- WHAT IS NEEDED: Could you put the data below into a numbered list, one line per item, with the blank lines dropped?

- DATA SUPPLIED:

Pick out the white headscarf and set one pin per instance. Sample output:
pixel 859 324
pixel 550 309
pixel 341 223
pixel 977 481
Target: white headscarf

- EXERCISE RESPONSE:
1. Pick out the white headscarf and set one pin per instance. Sample output:
2. pixel 859 324
3. pixel 550 309
4. pixel 341 223
5. pixel 977 481
6. Target: white headscarf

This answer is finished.